Segment Start: Entries shown

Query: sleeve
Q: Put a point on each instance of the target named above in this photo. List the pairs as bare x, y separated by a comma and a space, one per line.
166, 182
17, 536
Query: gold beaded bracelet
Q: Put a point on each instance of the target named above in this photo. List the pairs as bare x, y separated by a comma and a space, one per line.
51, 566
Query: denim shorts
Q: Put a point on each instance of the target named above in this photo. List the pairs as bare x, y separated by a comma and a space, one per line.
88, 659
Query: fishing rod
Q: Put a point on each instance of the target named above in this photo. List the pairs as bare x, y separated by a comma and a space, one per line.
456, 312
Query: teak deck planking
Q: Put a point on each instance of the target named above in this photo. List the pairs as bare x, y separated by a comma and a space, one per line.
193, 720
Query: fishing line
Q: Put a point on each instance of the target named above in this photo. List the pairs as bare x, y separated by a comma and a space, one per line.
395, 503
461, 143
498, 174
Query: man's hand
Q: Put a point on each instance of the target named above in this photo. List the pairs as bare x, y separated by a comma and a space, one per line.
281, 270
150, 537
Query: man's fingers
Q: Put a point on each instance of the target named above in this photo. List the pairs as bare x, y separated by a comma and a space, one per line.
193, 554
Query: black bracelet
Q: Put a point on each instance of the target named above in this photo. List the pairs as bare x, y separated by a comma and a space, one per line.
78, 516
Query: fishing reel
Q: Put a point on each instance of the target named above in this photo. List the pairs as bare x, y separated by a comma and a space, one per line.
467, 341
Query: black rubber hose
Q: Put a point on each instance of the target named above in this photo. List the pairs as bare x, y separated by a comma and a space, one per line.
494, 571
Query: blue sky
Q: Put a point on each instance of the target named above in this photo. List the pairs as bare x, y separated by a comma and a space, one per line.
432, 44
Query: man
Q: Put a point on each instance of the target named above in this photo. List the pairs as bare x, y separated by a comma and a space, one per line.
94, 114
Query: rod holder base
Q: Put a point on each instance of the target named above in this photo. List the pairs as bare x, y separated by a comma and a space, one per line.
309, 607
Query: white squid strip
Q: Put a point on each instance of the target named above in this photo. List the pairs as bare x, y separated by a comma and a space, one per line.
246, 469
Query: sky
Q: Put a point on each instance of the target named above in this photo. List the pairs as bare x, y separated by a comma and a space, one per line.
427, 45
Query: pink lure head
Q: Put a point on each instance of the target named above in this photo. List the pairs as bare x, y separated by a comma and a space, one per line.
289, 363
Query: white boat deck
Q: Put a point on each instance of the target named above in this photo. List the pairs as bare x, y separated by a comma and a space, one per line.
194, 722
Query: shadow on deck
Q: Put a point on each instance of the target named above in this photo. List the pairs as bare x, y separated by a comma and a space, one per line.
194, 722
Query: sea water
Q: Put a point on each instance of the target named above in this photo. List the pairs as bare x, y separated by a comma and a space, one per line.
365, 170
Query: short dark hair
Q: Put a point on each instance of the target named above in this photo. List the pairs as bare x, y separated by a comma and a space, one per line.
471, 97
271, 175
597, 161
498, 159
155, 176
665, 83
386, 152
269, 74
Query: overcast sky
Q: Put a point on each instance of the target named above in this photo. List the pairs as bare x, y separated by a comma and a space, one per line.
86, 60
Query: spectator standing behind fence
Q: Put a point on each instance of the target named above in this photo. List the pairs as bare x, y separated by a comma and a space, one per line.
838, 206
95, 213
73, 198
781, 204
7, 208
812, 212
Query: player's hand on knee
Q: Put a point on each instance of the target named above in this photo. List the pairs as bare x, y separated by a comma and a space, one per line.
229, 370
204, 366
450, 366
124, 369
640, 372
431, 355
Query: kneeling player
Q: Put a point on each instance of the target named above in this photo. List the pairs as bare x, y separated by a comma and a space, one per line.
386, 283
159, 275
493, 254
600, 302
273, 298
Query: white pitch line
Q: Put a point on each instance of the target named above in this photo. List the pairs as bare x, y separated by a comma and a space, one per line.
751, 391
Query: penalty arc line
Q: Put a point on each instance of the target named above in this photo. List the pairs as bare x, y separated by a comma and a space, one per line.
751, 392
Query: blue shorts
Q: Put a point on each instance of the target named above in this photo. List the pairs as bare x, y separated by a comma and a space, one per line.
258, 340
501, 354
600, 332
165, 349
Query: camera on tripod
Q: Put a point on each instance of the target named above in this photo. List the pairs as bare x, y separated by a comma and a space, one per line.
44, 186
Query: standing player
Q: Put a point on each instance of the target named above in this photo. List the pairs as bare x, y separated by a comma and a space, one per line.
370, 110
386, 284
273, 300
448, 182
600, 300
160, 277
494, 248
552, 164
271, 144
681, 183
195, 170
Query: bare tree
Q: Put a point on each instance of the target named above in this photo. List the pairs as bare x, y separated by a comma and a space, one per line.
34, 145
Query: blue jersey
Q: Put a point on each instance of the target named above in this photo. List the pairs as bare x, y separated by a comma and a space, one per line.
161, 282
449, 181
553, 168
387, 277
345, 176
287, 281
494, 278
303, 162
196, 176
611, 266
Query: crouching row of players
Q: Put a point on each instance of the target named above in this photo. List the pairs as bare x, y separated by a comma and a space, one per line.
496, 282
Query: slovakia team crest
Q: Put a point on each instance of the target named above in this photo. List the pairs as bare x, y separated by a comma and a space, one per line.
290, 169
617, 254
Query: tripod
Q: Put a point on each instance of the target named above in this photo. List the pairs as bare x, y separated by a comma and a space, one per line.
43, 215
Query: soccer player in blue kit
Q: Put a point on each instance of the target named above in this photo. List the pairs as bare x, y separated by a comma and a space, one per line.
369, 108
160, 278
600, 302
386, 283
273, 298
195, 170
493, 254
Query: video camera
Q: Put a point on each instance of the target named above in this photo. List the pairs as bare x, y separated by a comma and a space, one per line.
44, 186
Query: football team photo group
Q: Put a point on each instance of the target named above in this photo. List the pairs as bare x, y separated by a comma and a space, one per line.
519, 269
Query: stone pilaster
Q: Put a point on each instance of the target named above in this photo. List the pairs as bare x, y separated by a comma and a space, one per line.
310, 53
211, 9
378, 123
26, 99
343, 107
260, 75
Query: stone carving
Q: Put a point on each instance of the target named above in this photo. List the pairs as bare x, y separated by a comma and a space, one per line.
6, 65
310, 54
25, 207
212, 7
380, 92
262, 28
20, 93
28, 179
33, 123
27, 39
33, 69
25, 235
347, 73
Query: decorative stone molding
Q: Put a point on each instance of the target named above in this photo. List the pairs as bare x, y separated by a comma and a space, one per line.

Segment End: Entries shown

*Your objective*
Find the word "tripod" in the entries above. Copy every line that has it.

*Answer area*
Query: camera on tripod
Query: tripod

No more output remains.